DATASET ENTRIES »
%%
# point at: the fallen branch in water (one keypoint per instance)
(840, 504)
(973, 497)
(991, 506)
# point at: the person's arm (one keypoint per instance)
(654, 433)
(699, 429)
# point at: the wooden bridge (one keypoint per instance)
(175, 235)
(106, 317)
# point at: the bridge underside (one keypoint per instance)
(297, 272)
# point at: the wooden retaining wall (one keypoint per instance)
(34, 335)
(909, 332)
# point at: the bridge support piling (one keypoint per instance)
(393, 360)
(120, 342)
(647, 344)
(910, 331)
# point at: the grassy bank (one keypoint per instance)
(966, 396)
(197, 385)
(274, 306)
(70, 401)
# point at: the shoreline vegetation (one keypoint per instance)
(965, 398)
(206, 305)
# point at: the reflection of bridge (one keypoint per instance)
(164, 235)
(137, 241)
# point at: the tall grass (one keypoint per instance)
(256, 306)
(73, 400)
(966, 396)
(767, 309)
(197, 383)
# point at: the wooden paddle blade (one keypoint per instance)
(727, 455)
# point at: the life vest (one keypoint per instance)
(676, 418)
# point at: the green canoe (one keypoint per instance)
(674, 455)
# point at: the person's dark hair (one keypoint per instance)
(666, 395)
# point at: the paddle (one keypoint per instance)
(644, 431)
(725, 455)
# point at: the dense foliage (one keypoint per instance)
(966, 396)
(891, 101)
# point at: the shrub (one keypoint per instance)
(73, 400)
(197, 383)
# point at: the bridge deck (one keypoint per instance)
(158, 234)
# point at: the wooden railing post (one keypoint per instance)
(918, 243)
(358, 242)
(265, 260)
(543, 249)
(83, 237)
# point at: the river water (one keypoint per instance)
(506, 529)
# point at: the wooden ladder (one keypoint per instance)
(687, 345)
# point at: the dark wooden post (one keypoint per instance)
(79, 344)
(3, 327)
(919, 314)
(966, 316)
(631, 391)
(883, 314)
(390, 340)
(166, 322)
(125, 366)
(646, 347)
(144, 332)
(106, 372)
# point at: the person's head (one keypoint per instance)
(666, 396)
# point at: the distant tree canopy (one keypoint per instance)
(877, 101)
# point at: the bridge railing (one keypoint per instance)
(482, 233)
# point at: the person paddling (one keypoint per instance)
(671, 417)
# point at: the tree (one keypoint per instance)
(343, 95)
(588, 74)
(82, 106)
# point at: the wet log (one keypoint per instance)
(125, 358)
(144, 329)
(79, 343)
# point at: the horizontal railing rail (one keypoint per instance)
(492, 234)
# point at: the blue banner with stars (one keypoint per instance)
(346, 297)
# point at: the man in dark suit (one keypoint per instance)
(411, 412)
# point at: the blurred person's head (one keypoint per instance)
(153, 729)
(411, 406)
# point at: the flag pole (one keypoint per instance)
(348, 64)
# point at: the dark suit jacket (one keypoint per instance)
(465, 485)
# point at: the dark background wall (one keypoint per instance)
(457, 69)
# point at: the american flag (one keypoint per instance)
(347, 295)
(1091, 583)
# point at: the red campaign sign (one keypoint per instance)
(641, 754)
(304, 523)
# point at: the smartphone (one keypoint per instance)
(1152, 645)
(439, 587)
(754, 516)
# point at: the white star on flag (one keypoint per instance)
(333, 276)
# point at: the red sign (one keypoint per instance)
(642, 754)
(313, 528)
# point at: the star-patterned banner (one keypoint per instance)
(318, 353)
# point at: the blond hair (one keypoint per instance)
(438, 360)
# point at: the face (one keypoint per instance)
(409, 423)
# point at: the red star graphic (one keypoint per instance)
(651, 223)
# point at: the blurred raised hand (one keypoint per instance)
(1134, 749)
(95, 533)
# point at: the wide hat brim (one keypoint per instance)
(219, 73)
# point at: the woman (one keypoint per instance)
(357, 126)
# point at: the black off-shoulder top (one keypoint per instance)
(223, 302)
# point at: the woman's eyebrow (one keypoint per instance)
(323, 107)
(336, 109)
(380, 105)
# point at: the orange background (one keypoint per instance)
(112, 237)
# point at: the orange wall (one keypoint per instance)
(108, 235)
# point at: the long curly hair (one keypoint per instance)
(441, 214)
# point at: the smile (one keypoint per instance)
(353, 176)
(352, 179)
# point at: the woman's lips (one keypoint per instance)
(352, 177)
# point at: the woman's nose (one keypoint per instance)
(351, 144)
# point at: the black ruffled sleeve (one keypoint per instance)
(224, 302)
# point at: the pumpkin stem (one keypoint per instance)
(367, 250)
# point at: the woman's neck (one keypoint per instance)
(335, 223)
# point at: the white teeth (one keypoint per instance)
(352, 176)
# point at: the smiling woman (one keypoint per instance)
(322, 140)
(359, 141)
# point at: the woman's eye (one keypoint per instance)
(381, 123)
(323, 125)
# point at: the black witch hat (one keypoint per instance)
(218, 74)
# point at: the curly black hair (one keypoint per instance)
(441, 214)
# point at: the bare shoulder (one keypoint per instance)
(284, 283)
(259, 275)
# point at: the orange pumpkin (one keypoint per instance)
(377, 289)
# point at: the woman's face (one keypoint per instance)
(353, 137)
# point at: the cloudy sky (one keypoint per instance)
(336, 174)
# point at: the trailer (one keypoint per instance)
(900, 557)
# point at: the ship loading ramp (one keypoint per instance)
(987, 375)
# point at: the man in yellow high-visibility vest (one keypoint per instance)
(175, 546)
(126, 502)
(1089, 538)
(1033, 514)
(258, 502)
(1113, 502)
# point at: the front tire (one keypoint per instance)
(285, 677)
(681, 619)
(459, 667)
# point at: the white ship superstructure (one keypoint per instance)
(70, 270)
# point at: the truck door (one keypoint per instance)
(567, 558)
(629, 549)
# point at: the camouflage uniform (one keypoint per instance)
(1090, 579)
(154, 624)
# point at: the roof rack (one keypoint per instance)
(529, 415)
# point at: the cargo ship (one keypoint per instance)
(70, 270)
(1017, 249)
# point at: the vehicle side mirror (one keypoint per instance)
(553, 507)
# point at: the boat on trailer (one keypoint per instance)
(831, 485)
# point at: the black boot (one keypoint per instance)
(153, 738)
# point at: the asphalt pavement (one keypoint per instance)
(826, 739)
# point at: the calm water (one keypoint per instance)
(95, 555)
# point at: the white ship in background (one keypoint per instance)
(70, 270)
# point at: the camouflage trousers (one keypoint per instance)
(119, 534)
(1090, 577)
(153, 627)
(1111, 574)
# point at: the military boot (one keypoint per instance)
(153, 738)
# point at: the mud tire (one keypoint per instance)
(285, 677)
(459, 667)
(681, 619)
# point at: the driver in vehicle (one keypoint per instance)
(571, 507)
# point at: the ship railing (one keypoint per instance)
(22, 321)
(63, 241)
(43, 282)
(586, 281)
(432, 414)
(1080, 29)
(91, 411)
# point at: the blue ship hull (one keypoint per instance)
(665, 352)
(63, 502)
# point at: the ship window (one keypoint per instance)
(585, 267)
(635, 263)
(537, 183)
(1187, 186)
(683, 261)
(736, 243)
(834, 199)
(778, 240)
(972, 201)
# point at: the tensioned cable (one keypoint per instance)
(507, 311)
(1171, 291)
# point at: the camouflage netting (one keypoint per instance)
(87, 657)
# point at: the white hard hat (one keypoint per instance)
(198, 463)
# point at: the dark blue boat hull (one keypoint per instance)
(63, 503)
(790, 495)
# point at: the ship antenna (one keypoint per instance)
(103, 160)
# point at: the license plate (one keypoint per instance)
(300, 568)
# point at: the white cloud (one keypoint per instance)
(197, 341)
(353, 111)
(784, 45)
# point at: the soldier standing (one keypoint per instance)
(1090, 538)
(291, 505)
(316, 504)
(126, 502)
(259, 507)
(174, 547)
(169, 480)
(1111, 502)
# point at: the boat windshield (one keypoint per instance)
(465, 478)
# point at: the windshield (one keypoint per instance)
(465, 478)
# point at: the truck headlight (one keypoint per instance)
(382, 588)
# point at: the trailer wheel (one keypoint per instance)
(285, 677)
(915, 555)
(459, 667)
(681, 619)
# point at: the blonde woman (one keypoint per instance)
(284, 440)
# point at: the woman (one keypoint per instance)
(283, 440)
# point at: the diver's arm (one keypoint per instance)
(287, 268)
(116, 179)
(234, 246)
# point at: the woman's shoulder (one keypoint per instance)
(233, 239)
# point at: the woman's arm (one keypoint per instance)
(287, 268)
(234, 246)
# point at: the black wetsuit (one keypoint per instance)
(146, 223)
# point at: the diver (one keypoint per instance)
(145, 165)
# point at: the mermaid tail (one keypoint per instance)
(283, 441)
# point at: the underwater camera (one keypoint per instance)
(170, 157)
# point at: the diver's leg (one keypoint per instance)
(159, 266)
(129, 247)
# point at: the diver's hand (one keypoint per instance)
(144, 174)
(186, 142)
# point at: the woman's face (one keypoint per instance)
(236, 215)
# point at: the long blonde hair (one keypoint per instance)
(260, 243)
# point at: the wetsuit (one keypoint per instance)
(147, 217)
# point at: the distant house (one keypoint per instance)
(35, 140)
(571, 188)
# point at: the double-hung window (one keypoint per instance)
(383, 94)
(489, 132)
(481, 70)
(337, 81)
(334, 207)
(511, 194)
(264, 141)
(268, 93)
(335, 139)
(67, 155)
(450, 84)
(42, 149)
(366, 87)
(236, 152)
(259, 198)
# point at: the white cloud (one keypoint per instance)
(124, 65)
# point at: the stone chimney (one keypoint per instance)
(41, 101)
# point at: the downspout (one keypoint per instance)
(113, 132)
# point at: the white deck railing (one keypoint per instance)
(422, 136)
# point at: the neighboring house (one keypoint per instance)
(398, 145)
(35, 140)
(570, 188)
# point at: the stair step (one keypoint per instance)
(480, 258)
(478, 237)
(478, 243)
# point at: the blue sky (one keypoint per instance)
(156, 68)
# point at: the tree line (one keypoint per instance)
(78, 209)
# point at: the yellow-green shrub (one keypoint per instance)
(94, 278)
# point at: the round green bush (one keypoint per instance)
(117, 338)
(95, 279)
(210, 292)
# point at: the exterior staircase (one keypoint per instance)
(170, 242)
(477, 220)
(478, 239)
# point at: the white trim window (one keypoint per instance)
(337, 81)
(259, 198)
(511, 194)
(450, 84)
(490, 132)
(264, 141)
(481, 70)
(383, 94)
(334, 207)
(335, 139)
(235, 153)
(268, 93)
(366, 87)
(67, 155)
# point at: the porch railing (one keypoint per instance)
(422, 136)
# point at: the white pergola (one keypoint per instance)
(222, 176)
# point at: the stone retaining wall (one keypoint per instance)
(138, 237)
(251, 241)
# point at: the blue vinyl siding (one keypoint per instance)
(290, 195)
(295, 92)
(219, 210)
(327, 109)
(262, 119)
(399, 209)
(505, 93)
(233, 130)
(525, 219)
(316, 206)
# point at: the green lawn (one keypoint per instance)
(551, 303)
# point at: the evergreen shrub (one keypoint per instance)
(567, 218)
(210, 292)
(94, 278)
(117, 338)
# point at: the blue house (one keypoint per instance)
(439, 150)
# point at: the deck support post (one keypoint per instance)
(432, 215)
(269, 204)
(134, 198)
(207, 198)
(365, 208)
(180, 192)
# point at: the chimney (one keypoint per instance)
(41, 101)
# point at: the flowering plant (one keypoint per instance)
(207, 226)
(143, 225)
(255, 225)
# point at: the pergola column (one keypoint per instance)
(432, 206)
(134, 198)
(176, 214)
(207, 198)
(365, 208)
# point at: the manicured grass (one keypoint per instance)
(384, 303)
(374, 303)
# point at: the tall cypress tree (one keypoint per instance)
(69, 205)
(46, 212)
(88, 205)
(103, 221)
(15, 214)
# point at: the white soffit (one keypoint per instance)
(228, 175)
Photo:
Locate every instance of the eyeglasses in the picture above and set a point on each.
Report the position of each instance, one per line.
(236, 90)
%%
DO THIS »
Extract every line from the one containing "# point at: the green lawn" to the end of the entries, including both of those lines, exactly as given and with nothing added.

WRITTEN ANSWER »
# point at: the green lawn (one keypoint per instance)
(551, 303)
# point at: the evergreen shrub (one keypoint per instance)
(567, 218)
(210, 292)
(94, 278)
(117, 338)
# point at: the blue house (one keypoint per instance)
(439, 150)
# point at: the deck support post (one keypoint per instance)
(432, 215)
(269, 204)
(134, 198)
(207, 198)
(365, 208)
(180, 192)
# point at: the chimney (one keypoint per instance)
(41, 101)
# point at: the flowering plant (one keypoint per instance)
(207, 226)
(143, 225)
(255, 225)
# point at: the pergola column (one keypoint per instance)
(432, 206)
(134, 198)
(176, 214)
(207, 198)
(365, 208)
# point at: the manicured grass (one keypoint per instance)
(384, 303)
(374, 303)
# point at: the tall cypress tree (one keypoint per instance)
(69, 205)
(46, 212)
(88, 205)
(103, 221)
(15, 214)
# point at: the white soffit (one keypoint per instance)
(228, 175)
Photo:
Locate every instance of the eyeglasses in the picture above and set a point on each.
Report the position of each instance, one per line.
(236, 90)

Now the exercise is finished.